◆ **RECORDS FOR THE TASK**:

┄┄┄┄┄┄┄┄┄┄

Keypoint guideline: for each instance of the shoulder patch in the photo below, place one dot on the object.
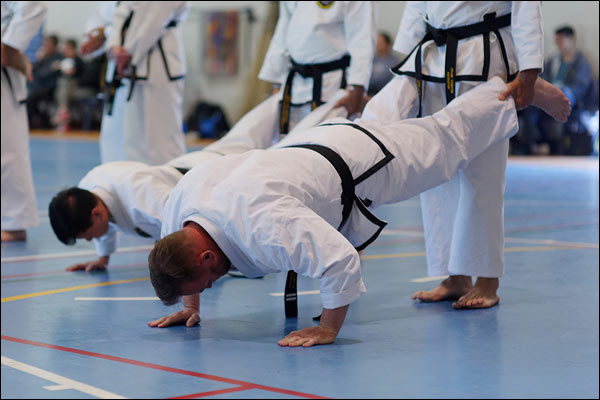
(325, 4)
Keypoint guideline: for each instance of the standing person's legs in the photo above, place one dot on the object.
(397, 100)
(439, 208)
(19, 210)
(153, 119)
(112, 142)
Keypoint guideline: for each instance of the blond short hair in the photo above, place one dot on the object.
(171, 263)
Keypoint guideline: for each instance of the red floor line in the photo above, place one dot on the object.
(214, 392)
(162, 368)
(65, 272)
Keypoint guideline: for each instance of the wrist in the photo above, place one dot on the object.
(529, 75)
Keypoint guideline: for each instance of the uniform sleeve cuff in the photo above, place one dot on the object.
(336, 300)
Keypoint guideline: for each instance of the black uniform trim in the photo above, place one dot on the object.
(316, 72)
(349, 198)
(449, 38)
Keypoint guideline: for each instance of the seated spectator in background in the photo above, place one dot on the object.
(70, 85)
(570, 71)
(382, 62)
(46, 71)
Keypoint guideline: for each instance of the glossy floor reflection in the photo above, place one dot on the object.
(78, 335)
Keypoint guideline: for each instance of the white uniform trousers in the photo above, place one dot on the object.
(112, 135)
(463, 219)
(18, 196)
(151, 120)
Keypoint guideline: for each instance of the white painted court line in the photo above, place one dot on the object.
(41, 257)
(116, 298)
(551, 242)
(66, 383)
(429, 279)
(53, 388)
(307, 292)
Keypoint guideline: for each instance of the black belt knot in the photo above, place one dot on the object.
(314, 71)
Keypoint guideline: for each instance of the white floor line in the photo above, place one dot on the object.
(60, 380)
(307, 292)
(429, 279)
(40, 257)
(116, 298)
(551, 242)
(53, 388)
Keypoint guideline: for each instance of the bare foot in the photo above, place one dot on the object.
(451, 288)
(14, 236)
(551, 99)
(482, 295)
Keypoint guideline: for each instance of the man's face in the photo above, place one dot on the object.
(565, 44)
(383, 48)
(205, 276)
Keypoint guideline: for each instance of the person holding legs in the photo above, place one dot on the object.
(452, 47)
(306, 204)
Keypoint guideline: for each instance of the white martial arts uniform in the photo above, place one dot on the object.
(153, 117)
(135, 193)
(20, 21)
(463, 219)
(112, 147)
(278, 209)
(314, 33)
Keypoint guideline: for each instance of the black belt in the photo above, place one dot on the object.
(12, 90)
(182, 170)
(316, 72)
(450, 38)
(111, 88)
(348, 196)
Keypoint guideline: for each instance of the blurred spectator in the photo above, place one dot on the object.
(73, 84)
(46, 72)
(571, 72)
(382, 62)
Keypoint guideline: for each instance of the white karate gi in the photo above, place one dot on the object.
(20, 21)
(463, 219)
(311, 33)
(153, 117)
(276, 210)
(111, 140)
(135, 193)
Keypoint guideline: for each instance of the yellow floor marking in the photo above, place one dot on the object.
(507, 250)
(69, 289)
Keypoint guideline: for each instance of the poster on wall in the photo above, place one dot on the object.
(220, 55)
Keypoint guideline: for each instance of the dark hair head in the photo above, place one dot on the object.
(71, 42)
(70, 213)
(386, 37)
(53, 39)
(171, 263)
(565, 30)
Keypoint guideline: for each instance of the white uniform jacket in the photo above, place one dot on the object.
(150, 29)
(525, 51)
(20, 21)
(280, 209)
(135, 194)
(313, 32)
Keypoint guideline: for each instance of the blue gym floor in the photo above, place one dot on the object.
(80, 335)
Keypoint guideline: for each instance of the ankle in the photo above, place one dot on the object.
(488, 283)
(460, 280)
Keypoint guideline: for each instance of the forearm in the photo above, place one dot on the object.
(333, 319)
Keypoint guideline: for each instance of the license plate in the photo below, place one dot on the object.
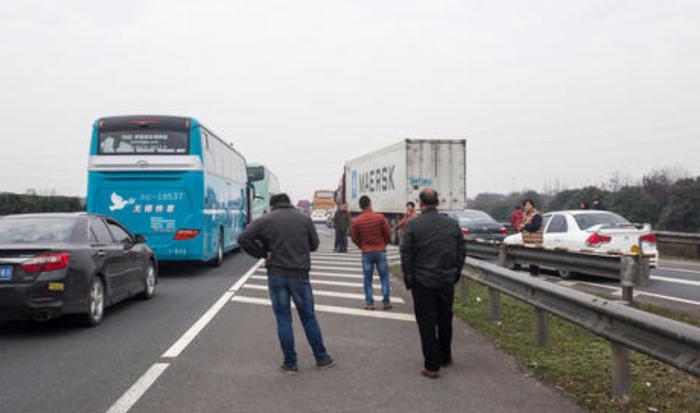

┄┄┄┄┄┄┄┄┄┄

◆ **EXERCISE OBJECTIVE**: Apart from the pictures, all of the data should be repeated exactly.

◆ **RESPONSE TO THIS TASK**:
Keypoint guideline: for each instance of the shoulder patch in the photo below, place one dot on the object.
(325, 4)
Keypoint guideline: for each instance of the standing person's legs in the photo above, place one dot on the object.
(397, 100)
(439, 208)
(19, 210)
(153, 119)
(112, 142)
Keypoint guideline: for each instance of the blond short hair in the photo above, place one dot on the object.
(171, 263)
Keypoint guideline: for each instance of the red floor line in the photo above, place one dot on the object.
(214, 392)
(162, 368)
(65, 272)
Keypoint guideline: for each instance of the wrist in the photo above, place one dot on the object.
(529, 75)
Keypoint guideline: for each instance of the uniform sleeve cuff in the photo above, place one dot on the object.
(336, 300)
Keypoint guideline: for each instance of the black uniform trim in the photo above, place one dot on the object.
(316, 72)
(349, 198)
(449, 38)
Keypoint guideline: for each instance of the seated spectator in background in the photo above, place one dot on the object.
(70, 85)
(570, 71)
(382, 62)
(46, 71)
Keypoint guideline: for each instance of the glossy floor reflection in the photo above, place one dot on the object.
(78, 335)
Keypoint guideline: for each instance of the white uniform trousers in the photo above, place one dot on the object.
(112, 135)
(463, 219)
(18, 196)
(151, 120)
Keypoint guideline: for each instance of the white painted court line in the photo above, place one dot on the object.
(41, 257)
(116, 298)
(551, 242)
(66, 383)
(429, 279)
(53, 388)
(307, 292)
Keypoint guideline: for each instance of the black belt knot in the photo above, place one dot on the object.
(314, 71)
Keypoint guideline: for each instance of the white floor line in the photo above, place one dot on the object.
(60, 380)
(307, 292)
(429, 279)
(40, 257)
(116, 298)
(551, 242)
(53, 388)
Keypoint guideline: for each instance of the bare foot in the photo above, place one dot on the object.
(451, 288)
(14, 236)
(551, 99)
(482, 295)
Keypoint guideline: for each instance of the man's face in the photo above, place one dot on the object.
(565, 44)
(383, 48)
(205, 276)
Keypoint guideline: for each instance of the person holding legs in the photo above, place one dot on the object.
(452, 47)
(306, 204)
Keypoint guideline: for each instance of the white martial arts uniform in the photo above, place one dot on the object.
(153, 117)
(135, 193)
(20, 21)
(463, 219)
(112, 147)
(278, 209)
(314, 33)
Keypoint guideline: for each instance of the black belt in the photo above, place one dot on the object.
(12, 90)
(182, 170)
(316, 72)
(450, 38)
(111, 88)
(348, 196)
Keypoint guideline: for each instance of the blurred spectator in the photo above, place one dot on the object.
(73, 84)
(46, 72)
(571, 72)
(382, 62)
Keypoint guideline: for each instance of the white karate gi in the photo above, place one dot on the object.
(20, 21)
(463, 219)
(311, 33)
(153, 117)
(276, 210)
(111, 140)
(135, 193)
Keypoint guideline: for each instance of the yellow floor marking in the photo above, place one dot on the object.
(507, 250)
(69, 289)
Keypoint guideline: for each instance of the poster on wall in the photo above, place one dot on the object.
(220, 55)
Keypoint guideline: for each instance of the dark hair head in the photo above, place one dot on the object.
(71, 42)
(70, 213)
(386, 37)
(53, 39)
(171, 263)
(565, 30)
Keypoint guideline: for each instance of the white uniform jacket in the photo above, place one dot on the object.
(150, 29)
(525, 51)
(20, 21)
(280, 209)
(135, 194)
(313, 32)
Keypoint guideline: for each instance of the blue gym floor in the photo above, place one dot on the object.
(80, 335)
Keypoint guideline: for each instance of the ankle in the photo above, place one dot on the object.
(488, 283)
(460, 280)
Keypoint guideline: for each instance of the forearm in the photo above, place one dot on the object.
(333, 319)
Keypoint guideline: for each instance of the license plate in the photo below, place one dot on the object.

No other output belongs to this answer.